- Source excerpt
□ □ □

Kafka Broker OS Tuning🔗

Virtual Memory Concepts🔗

Ideally Linux virtual memory system will autoscale and adjust itself depending on workload. We can tweak and make adjustments on how swap space is handled to suite Kafka needs.

Swapping = bad
When a machine runs out of RAM, the OS can “swap” memory pages out to disk.
Disk is way slower than RAM.
So if Kafka’s memory gets swapped, everything slows down badly.
Kafka depends on page cache
Kafka doesn’t keep all messages in JVM heap.
Instead, it relies on the Linux page cache (OS memory used to cache disk files).
This makes reading/writing logs super fast (like “RAM-speed disk”).
If swapping happens
It means RAM is too small.
Now the OS uses disk for memory → very slow.
And since RAM is busy with swapping, there’s less room left for page cache.
Result: Kafka loses its main performance advantage.

🔹 Simple analogy🔗

Think of RAM as a kitchen counter:

Kafka keeps its working tools and most-used ingredients on the counter (page cache).
If the counter is too small, the chef (OS) starts moving things to the basement (disk swap).

□ □ □

(Dataset excerpts on pointing at objects)
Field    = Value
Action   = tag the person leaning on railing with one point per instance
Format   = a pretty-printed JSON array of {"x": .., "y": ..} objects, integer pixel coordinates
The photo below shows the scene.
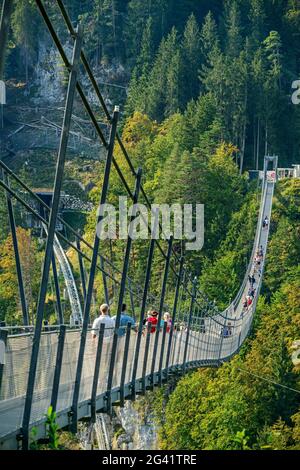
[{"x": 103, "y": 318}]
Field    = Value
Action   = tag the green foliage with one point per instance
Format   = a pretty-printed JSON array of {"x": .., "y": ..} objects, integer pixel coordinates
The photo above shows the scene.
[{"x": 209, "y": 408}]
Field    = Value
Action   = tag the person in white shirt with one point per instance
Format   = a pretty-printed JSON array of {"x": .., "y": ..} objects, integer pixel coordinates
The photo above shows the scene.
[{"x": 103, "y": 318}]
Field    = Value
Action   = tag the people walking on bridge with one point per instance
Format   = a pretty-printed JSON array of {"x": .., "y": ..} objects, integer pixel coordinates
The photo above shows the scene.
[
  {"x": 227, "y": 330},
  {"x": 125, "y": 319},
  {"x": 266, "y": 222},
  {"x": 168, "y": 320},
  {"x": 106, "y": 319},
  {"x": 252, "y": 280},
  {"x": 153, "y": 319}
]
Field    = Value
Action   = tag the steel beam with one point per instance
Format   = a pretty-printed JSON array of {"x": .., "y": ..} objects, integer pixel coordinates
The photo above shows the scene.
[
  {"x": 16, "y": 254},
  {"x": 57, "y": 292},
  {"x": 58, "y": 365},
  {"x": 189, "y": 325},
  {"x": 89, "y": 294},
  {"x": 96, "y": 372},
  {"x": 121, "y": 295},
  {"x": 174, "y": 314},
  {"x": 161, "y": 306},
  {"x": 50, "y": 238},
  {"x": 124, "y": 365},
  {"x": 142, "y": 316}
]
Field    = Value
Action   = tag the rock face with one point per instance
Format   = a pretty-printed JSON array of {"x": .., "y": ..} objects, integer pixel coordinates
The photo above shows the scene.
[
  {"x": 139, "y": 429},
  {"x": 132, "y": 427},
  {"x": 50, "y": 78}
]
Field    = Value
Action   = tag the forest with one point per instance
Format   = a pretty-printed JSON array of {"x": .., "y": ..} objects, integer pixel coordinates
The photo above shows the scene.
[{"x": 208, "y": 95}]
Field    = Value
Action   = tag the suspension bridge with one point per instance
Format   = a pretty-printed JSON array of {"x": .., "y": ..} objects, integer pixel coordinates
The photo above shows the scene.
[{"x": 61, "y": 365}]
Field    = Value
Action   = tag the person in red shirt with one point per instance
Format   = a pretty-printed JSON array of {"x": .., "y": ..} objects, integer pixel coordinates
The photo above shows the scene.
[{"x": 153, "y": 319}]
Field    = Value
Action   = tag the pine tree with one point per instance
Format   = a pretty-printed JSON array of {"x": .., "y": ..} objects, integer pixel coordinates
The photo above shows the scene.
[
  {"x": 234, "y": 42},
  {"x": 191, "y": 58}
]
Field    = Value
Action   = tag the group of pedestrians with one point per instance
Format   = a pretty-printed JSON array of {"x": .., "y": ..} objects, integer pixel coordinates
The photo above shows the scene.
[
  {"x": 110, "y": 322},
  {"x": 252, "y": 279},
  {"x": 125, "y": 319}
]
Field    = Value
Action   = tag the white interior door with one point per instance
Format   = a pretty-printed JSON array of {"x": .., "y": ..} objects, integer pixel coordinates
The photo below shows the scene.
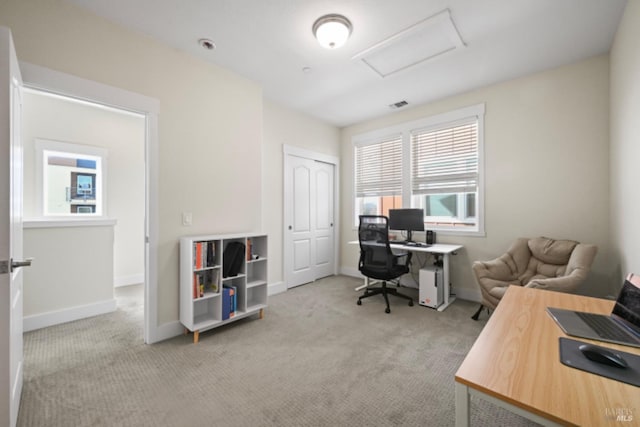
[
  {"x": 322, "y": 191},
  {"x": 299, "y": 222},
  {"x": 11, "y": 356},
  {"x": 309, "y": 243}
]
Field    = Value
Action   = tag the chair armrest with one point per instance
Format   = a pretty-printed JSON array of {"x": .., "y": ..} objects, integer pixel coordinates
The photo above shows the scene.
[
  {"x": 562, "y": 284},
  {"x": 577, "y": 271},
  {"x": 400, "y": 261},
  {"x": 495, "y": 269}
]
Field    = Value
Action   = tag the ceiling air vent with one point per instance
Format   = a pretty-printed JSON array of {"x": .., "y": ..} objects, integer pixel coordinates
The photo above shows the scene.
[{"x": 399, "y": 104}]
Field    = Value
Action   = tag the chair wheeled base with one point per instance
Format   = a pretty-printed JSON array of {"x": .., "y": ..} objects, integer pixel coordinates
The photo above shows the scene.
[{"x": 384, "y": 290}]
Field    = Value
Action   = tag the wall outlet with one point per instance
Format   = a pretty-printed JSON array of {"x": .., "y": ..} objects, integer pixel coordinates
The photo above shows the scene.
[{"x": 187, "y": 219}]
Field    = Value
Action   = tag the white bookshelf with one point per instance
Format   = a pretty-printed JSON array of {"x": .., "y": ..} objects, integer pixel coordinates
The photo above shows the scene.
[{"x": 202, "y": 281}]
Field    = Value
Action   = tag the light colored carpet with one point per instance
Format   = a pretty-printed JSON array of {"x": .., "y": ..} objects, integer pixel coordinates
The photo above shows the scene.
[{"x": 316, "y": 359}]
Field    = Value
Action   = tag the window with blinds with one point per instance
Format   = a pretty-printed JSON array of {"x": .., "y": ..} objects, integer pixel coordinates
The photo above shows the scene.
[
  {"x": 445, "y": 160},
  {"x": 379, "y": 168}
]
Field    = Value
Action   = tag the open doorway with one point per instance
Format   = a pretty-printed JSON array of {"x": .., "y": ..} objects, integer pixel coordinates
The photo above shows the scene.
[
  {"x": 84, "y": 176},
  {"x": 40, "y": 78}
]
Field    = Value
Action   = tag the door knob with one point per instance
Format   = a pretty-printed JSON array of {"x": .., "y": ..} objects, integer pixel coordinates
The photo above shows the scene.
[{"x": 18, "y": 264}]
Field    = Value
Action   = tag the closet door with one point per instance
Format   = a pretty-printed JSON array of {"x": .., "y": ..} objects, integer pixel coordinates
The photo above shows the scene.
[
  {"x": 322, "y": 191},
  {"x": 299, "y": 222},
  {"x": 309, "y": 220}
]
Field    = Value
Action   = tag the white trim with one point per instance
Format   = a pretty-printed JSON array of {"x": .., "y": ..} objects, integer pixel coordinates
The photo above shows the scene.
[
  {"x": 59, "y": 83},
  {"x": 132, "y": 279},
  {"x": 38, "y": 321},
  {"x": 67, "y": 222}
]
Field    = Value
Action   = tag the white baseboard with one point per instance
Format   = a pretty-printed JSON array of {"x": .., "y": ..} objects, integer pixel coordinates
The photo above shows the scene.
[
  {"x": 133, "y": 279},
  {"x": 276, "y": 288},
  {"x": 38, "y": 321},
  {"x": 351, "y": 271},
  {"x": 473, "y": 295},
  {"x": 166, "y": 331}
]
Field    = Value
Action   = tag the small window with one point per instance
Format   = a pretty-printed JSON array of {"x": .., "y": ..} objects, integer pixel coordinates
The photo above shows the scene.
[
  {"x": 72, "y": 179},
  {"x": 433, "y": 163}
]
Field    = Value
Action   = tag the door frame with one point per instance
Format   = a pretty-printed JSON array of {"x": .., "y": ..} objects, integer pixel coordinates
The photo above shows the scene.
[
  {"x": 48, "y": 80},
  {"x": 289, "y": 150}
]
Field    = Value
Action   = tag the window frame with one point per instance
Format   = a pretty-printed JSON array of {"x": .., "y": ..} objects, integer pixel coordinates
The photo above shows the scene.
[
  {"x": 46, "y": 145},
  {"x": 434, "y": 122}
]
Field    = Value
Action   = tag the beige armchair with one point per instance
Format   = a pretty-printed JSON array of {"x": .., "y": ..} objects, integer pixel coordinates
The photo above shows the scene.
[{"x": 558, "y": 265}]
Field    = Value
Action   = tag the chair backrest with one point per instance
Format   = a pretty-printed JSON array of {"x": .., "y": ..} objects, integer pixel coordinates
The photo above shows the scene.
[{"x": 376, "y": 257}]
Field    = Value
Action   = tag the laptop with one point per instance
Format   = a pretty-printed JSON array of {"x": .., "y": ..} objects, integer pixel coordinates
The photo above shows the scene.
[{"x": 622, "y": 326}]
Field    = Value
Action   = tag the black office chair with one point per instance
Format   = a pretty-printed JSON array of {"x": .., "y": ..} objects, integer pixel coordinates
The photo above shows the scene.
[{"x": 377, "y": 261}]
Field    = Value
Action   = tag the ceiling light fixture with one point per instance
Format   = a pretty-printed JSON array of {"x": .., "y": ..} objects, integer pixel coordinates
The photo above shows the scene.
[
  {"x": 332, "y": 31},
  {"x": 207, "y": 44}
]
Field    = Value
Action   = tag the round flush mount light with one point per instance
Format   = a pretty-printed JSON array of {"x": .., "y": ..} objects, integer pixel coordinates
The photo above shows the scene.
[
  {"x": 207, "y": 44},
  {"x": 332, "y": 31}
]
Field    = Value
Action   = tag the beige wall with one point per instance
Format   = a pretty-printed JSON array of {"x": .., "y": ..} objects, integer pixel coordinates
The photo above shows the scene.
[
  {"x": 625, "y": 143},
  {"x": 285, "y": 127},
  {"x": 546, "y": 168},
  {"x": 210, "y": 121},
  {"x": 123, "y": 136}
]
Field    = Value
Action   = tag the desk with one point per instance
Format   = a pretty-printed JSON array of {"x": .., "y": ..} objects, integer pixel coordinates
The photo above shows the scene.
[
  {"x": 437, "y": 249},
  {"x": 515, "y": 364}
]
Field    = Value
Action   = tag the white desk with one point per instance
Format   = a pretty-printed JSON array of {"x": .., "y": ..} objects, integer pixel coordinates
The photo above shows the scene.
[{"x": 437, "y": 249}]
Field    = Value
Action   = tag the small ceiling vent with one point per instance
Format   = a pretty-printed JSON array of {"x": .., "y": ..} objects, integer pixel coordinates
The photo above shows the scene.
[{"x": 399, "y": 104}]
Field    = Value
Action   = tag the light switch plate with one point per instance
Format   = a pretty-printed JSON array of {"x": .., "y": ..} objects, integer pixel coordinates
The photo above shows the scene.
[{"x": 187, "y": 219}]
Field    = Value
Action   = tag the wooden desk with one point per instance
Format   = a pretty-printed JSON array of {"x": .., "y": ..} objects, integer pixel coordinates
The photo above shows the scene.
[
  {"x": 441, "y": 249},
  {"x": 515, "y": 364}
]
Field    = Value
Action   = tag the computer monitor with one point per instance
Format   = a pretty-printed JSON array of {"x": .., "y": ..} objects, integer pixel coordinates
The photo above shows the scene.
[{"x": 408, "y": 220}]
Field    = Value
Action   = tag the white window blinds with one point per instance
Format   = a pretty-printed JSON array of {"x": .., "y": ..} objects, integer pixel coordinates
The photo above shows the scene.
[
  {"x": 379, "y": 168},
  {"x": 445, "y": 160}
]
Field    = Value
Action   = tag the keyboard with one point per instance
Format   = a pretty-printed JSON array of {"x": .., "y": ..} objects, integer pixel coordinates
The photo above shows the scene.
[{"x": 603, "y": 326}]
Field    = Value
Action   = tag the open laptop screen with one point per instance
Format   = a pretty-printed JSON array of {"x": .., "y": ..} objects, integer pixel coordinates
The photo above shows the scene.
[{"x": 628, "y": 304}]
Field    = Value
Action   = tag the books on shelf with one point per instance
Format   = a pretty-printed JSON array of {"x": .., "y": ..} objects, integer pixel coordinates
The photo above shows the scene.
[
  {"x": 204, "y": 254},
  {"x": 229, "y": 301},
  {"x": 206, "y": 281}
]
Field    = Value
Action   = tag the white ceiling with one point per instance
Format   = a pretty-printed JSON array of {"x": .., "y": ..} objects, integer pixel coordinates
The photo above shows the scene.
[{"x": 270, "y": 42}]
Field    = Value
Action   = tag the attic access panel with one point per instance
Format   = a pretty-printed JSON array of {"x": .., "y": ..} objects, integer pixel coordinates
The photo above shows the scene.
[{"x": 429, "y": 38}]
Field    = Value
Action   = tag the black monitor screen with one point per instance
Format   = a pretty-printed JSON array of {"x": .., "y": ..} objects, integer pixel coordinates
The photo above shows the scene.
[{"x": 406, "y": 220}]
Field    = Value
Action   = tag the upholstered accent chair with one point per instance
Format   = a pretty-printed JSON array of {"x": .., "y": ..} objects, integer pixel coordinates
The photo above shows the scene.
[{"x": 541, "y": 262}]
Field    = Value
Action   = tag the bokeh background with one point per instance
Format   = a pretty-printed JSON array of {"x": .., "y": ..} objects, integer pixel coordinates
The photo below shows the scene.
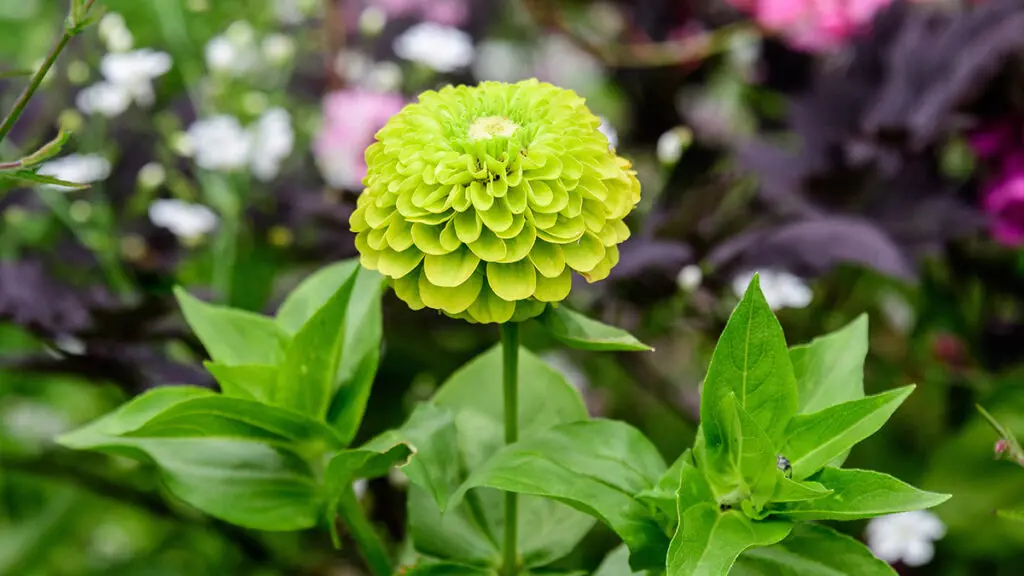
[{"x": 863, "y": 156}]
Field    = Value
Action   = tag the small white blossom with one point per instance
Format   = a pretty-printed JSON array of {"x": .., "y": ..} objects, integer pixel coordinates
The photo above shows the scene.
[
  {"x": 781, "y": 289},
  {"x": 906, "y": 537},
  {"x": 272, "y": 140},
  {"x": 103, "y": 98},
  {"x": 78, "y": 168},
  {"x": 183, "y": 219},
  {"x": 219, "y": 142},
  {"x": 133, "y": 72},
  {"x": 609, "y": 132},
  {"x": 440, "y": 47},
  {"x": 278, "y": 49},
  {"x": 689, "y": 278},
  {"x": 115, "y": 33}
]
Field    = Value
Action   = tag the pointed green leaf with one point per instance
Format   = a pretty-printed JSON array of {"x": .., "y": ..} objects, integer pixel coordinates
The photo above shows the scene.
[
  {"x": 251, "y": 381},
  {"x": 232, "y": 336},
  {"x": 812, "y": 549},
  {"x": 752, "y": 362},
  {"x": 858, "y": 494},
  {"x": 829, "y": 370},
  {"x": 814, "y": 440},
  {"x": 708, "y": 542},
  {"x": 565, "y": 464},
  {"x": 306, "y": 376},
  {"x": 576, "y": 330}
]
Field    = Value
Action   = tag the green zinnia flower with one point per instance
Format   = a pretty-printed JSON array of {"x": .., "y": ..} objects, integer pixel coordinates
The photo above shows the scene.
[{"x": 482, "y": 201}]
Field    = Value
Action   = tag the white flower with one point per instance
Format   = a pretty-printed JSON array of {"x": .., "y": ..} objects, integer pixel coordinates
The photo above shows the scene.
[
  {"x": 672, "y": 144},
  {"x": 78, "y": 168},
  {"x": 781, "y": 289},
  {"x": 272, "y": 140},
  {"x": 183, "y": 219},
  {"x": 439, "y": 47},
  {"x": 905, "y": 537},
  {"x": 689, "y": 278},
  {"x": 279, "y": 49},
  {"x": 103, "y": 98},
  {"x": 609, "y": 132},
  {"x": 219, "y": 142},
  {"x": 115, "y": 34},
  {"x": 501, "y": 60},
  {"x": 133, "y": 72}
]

□ □ □

- Problem details
Edit the Kafka tuning text from "If swapping happens" through "basement (disk swap).", replacing "basement" with "garage", and give that stretch in full. This material was drawn from a different source.

- Finished exercise
If swapping happens
It means RAM is too small.
Now the OS uses disk for memory → very slow.
And since RAM is busy with swapping, there’s less room left for page cache.
Result: Kafka loses its main performance advantage.

🔹 Simple analogy🔗

Think of RAM as a kitchen counter:

Kafka keeps its working tools and most-used ingredients on the counter (page cache).
If the counter is too small, the chef (OS) starts moving things to the garage (disk swap).